### Given records

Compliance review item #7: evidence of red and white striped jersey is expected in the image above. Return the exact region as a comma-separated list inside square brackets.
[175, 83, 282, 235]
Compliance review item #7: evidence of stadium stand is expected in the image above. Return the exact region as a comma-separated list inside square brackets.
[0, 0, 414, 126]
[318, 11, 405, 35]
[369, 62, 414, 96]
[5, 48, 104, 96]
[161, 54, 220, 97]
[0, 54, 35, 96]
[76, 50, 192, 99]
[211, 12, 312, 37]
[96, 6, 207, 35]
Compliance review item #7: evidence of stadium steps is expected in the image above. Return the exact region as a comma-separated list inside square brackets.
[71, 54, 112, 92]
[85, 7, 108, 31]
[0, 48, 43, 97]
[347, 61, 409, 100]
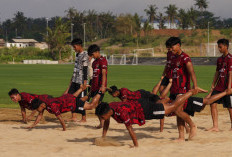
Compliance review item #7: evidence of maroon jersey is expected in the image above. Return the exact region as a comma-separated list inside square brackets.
[109, 101, 145, 126]
[170, 52, 191, 94]
[91, 56, 107, 91]
[119, 88, 141, 101]
[19, 92, 38, 110]
[214, 53, 232, 92]
[39, 94, 76, 116]
[165, 51, 173, 78]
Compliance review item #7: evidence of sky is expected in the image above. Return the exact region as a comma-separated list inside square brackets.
[0, 0, 232, 22]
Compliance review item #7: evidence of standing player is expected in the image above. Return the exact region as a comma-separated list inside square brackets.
[166, 37, 197, 141]
[8, 88, 48, 123]
[88, 44, 108, 128]
[208, 39, 232, 132]
[64, 38, 88, 122]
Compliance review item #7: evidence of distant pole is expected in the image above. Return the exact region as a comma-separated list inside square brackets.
[83, 23, 86, 48]
[207, 22, 209, 55]
[71, 23, 74, 63]
[46, 17, 49, 37]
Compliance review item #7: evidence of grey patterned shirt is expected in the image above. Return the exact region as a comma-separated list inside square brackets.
[72, 51, 89, 84]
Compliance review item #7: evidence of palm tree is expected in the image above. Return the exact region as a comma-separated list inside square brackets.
[144, 4, 158, 23]
[157, 13, 167, 29]
[164, 4, 178, 28]
[195, 0, 209, 12]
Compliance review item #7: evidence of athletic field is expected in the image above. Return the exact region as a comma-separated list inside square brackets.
[0, 64, 216, 108]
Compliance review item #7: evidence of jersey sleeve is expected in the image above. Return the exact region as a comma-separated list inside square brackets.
[117, 108, 132, 126]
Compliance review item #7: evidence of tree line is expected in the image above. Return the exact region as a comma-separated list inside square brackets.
[0, 0, 232, 60]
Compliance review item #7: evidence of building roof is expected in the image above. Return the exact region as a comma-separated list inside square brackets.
[12, 39, 38, 43]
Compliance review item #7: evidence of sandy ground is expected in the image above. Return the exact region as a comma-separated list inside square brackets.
[0, 105, 232, 157]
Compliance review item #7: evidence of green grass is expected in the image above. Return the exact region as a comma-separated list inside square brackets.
[0, 64, 215, 108]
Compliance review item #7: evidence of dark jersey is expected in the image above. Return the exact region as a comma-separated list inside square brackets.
[39, 94, 76, 116]
[170, 52, 191, 94]
[91, 56, 107, 91]
[214, 53, 232, 92]
[19, 92, 41, 110]
[119, 88, 141, 101]
[165, 51, 173, 78]
[109, 101, 145, 126]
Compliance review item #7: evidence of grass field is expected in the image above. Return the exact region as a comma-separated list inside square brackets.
[0, 64, 215, 108]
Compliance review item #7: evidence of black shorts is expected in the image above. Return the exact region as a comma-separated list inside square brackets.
[169, 94, 198, 116]
[184, 97, 203, 116]
[141, 102, 165, 120]
[161, 76, 169, 86]
[212, 90, 232, 108]
[68, 82, 87, 98]
[90, 91, 104, 103]
[74, 98, 86, 115]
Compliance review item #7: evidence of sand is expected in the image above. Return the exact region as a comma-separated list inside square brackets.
[0, 108, 232, 157]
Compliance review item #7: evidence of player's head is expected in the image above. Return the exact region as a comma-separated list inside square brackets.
[8, 88, 21, 102]
[165, 37, 181, 54]
[95, 102, 113, 120]
[88, 44, 100, 59]
[108, 85, 120, 97]
[31, 99, 46, 112]
[217, 39, 229, 53]
[71, 38, 83, 52]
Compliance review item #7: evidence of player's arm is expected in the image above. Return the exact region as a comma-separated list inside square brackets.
[211, 71, 219, 90]
[100, 69, 106, 93]
[227, 71, 232, 89]
[152, 76, 164, 95]
[186, 62, 197, 89]
[20, 106, 27, 123]
[56, 115, 66, 131]
[102, 118, 110, 137]
[160, 79, 172, 98]
[28, 109, 44, 129]
[27, 110, 36, 121]
[126, 125, 138, 147]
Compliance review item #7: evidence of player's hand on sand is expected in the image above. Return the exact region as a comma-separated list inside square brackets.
[100, 86, 106, 94]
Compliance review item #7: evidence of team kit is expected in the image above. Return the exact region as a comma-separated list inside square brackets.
[8, 37, 232, 147]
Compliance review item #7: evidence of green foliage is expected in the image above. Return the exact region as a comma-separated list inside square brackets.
[0, 64, 215, 108]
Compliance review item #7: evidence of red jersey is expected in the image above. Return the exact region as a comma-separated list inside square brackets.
[214, 53, 232, 92]
[109, 101, 145, 126]
[19, 92, 38, 110]
[170, 52, 191, 94]
[165, 51, 173, 78]
[39, 94, 76, 116]
[119, 88, 141, 101]
[91, 56, 107, 91]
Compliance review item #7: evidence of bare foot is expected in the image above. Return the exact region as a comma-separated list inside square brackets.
[78, 119, 86, 123]
[173, 138, 185, 143]
[206, 127, 219, 132]
[197, 87, 208, 93]
[189, 126, 197, 140]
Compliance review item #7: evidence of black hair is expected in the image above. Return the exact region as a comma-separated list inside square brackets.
[108, 85, 118, 95]
[95, 102, 110, 116]
[71, 38, 83, 46]
[217, 38, 230, 48]
[8, 88, 19, 96]
[165, 37, 181, 47]
[88, 44, 100, 56]
[31, 99, 43, 110]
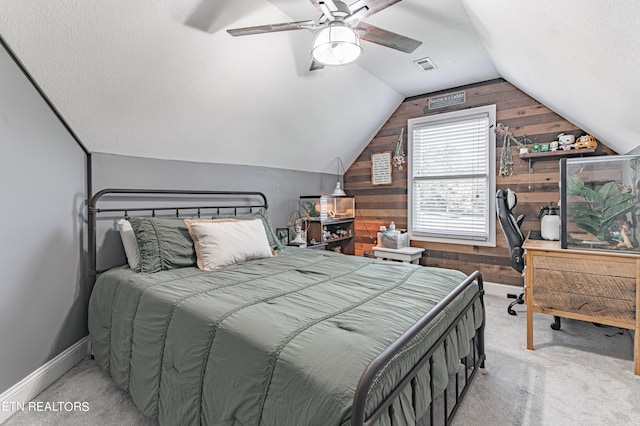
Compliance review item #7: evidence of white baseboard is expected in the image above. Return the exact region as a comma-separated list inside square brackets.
[484, 281, 524, 298]
[0, 336, 89, 424]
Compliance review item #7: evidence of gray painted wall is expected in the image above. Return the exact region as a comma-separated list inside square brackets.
[0, 48, 88, 394]
[92, 153, 336, 270]
[0, 49, 336, 393]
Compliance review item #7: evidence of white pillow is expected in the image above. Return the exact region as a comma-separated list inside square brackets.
[188, 219, 273, 271]
[117, 219, 140, 270]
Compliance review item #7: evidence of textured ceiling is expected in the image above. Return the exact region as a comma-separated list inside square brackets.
[0, 0, 640, 173]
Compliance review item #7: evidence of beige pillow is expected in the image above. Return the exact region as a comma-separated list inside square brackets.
[185, 219, 273, 271]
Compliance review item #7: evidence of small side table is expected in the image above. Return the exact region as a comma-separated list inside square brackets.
[373, 247, 424, 264]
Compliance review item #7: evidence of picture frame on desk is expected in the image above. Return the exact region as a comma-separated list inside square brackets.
[276, 228, 289, 246]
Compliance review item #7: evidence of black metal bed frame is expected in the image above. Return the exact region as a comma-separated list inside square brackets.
[88, 188, 486, 426]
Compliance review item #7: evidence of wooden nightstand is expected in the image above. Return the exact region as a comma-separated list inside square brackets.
[522, 239, 640, 375]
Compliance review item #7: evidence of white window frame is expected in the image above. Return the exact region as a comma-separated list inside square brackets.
[407, 105, 496, 247]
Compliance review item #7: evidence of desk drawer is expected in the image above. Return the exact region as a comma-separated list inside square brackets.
[533, 256, 636, 280]
[533, 288, 636, 327]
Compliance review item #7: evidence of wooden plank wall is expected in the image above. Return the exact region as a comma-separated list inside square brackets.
[344, 79, 615, 286]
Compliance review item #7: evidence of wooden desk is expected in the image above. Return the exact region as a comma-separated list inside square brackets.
[523, 239, 640, 375]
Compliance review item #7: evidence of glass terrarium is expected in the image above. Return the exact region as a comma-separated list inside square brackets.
[560, 155, 640, 253]
[300, 195, 356, 222]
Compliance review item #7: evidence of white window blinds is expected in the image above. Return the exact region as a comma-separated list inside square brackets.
[409, 106, 495, 245]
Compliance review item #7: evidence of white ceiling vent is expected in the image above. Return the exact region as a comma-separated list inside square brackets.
[413, 58, 438, 71]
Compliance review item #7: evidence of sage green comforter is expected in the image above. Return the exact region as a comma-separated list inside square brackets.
[89, 248, 484, 426]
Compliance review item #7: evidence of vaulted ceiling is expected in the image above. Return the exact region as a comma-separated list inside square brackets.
[0, 0, 640, 172]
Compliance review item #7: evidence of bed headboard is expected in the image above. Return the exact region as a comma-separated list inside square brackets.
[88, 188, 268, 288]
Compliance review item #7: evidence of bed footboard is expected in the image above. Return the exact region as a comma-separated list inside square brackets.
[351, 271, 486, 426]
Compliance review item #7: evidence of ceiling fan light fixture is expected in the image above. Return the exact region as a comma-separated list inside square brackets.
[311, 21, 362, 65]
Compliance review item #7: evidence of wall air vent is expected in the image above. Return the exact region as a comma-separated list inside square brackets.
[413, 58, 438, 71]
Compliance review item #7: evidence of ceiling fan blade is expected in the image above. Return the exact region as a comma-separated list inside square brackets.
[227, 21, 318, 37]
[309, 59, 324, 71]
[349, 0, 401, 20]
[355, 22, 422, 53]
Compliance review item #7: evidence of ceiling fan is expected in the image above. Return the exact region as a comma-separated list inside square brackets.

### Your task
Give the lines above, from the one holding "Compliance review item #7: evidence of black hair" through the one holding "[0, 49, 336, 393]", inclusive, as a JSON list of strings with one string per line. Skip blank lines and leave out the pictures.

### Output for this exercise
[
  "Compliance review item #7: evidence of black hair is expected in the image above. Return the exact region as a comma-separated list inside square brackets.",
  "[108, 85, 118, 95]",
  "[95, 102, 110, 116]",
  "[71, 38, 83, 46]",
  "[217, 38, 230, 48]",
  "[8, 88, 19, 96]",
  "[165, 37, 181, 47]",
  "[88, 44, 100, 56]",
  "[31, 99, 43, 110]",
  "Compliance review item #7: evidence of white baseboard is expected in the image above. Return the exact region as a comma-separated list inside square brackets.",
  "[484, 281, 524, 298]",
  "[0, 336, 89, 424]",
  "Compliance review item #7: evidence of gray painted wall is expected in the image above. Return the exact region as a comma-separated list inside square brackets.",
  "[0, 48, 88, 394]",
  "[92, 153, 336, 270]",
  "[0, 49, 336, 393]"
]